- **WORK TO COMPLETE**
Go over the records and copy every line with the string "front".

- **EXERCISE DATA**

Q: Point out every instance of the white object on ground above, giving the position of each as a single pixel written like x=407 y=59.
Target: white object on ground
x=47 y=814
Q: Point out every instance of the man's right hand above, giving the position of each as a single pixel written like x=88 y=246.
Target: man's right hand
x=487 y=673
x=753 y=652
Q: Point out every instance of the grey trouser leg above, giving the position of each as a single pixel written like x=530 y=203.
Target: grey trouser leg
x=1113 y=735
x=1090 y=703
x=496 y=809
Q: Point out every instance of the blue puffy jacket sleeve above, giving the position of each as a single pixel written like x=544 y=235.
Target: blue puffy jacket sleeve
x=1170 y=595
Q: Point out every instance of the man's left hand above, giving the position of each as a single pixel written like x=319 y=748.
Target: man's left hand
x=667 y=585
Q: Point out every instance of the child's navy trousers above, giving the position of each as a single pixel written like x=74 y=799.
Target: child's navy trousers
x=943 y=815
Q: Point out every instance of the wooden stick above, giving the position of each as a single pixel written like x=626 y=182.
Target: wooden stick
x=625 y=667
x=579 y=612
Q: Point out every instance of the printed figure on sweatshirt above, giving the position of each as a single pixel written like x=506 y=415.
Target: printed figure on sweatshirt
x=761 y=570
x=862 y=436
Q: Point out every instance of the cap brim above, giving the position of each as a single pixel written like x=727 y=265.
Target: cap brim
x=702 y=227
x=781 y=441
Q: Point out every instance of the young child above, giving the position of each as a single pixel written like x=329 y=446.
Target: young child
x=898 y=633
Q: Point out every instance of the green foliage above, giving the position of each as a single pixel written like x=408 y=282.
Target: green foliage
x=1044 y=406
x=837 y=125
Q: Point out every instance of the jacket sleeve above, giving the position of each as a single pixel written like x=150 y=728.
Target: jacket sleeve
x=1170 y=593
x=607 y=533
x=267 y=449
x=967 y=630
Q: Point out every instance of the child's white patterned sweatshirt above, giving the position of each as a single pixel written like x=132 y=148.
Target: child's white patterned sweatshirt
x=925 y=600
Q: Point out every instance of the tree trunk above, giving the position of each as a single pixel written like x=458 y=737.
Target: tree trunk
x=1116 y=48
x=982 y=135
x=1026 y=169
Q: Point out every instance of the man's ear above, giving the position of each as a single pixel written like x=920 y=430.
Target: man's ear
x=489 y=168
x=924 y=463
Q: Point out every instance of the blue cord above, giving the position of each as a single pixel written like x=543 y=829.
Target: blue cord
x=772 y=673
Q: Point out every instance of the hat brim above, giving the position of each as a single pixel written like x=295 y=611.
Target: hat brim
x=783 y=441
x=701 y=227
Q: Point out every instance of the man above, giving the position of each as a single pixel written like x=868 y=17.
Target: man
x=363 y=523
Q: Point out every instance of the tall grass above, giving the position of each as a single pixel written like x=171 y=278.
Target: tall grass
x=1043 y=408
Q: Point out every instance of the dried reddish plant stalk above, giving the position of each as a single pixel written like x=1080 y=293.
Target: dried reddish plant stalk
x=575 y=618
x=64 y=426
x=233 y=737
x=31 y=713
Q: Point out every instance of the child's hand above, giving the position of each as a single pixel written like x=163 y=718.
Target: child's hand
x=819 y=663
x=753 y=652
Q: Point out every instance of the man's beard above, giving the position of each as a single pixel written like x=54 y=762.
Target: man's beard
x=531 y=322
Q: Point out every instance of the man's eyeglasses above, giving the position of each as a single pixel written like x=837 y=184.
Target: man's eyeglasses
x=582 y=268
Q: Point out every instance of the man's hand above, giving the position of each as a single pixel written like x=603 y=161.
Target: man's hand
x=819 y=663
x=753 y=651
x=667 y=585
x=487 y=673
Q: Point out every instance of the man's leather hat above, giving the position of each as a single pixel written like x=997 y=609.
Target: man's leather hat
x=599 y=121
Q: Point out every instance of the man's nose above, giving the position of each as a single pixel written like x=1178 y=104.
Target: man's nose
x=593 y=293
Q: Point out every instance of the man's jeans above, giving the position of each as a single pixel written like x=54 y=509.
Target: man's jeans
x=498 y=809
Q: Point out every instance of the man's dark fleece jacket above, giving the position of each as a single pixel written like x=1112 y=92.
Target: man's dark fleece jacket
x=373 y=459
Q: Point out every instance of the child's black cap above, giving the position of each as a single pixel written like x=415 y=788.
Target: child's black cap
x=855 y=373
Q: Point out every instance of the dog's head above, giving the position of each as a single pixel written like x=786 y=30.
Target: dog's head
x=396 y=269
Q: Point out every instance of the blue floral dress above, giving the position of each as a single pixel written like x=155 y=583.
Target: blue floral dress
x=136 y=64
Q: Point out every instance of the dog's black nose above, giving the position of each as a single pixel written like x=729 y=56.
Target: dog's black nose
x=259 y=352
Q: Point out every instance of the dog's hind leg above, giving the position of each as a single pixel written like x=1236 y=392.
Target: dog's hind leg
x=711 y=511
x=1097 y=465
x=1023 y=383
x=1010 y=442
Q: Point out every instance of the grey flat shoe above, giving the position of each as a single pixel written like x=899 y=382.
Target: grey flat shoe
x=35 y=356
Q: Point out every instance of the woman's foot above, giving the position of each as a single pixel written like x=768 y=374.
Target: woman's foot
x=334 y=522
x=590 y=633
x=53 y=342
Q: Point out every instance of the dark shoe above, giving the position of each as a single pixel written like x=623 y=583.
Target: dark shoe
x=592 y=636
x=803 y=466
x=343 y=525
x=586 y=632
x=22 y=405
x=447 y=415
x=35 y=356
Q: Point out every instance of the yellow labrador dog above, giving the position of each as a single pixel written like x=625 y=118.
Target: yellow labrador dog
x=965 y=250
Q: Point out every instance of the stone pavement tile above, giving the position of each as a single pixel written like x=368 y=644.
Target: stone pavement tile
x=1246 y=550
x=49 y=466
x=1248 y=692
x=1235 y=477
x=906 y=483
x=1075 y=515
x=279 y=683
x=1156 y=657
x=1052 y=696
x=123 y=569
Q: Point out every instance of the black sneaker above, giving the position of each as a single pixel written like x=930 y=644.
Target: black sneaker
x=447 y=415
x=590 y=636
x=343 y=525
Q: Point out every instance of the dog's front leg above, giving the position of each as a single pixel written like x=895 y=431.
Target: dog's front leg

- **TASK SOLUTION**
Q: Point out every instance of the dog's front leg above, giving the position of each as a single pixel written like x=895 y=431.
Target: dog's front leg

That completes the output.